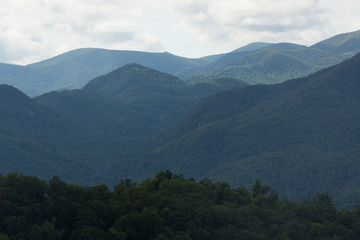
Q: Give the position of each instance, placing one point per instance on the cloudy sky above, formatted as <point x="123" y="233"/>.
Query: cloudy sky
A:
<point x="33" y="30"/>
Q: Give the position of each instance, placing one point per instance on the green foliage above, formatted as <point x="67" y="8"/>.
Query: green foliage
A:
<point x="300" y="136"/>
<point x="168" y="206"/>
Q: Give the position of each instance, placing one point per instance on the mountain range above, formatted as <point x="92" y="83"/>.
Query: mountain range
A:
<point x="300" y="136"/>
<point x="254" y="63"/>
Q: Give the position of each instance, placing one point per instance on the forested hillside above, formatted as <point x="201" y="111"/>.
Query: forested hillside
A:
<point x="300" y="136"/>
<point x="167" y="206"/>
<point x="254" y="63"/>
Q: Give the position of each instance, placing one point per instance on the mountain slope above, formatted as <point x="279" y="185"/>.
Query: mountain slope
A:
<point x="35" y="140"/>
<point x="301" y="136"/>
<point x="74" y="69"/>
<point x="346" y="44"/>
<point x="272" y="64"/>
<point x="160" y="95"/>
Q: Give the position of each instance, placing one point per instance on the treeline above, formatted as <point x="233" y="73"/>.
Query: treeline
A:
<point x="167" y="206"/>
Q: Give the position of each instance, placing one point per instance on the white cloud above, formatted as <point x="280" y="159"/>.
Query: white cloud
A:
<point x="38" y="29"/>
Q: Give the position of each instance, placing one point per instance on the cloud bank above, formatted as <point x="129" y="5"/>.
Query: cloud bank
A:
<point x="39" y="29"/>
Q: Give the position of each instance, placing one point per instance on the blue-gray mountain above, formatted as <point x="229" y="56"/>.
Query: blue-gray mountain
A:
<point x="301" y="136"/>
<point x="254" y="63"/>
<point x="60" y="132"/>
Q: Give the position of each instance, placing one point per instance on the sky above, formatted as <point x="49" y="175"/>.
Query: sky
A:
______________________________
**PROBLEM STATEMENT**
Reproduce all of the entries above verbatim, but leave out the picture.

**EXERCISE ANSWER**
Q: Give the position of each instance, placing one point per instance on the cloudy sky above, formatted as <point x="123" y="233"/>.
Query: cloudy sky
A:
<point x="33" y="30"/>
Q: Give the position of each instance, placing one point per instance on the green foliage above, formatted as <point x="67" y="8"/>.
Query: green foliage
A:
<point x="300" y="136"/>
<point x="168" y="206"/>
Q: Give the position of each instance, placing one point per instance on the mountain range above, formatted as <point x="92" y="83"/>.
Query: mountain range
A:
<point x="300" y="136"/>
<point x="254" y="63"/>
Q: Give the position of each instance, placing one point per instance on the forested hillside above, formatted as <point x="201" y="111"/>.
Query: forested hillside
A:
<point x="300" y="136"/>
<point x="167" y="206"/>
<point x="254" y="63"/>
Q: Give the position of each instance, placing one point per instance on the mountain slope above, formatted as <point x="279" y="185"/>.
Query: mountain slope
A:
<point x="35" y="140"/>
<point x="301" y="136"/>
<point x="74" y="69"/>
<point x="346" y="44"/>
<point x="272" y="64"/>
<point x="160" y="95"/>
Q: Give the position of each instance, placing one point per instance on the treeline above, formatted as <point x="233" y="73"/>.
Query: treeline
A:
<point x="167" y="206"/>
Q: Give the position of each instance, placing one point per instance on the white cloud above, formatted as <point x="280" y="159"/>.
Query: white cloud
A:
<point x="38" y="29"/>
Q: Give the position of each instance, placing one point per instance on the cloud bank above, formatted as <point x="129" y="5"/>.
Query: cloud bank
A:
<point x="39" y="29"/>
Q: Give the position of each instance, placing one point per instance on the blue-gray mountain above, formatted as <point x="229" y="56"/>.
Query: blue-gray mountain
A:
<point x="301" y="136"/>
<point x="254" y="63"/>
<point x="60" y="132"/>
Q: Give the position of each instance, placing one point per instance on the sky above, formatted as <point x="49" y="175"/>.
Query: sky
A:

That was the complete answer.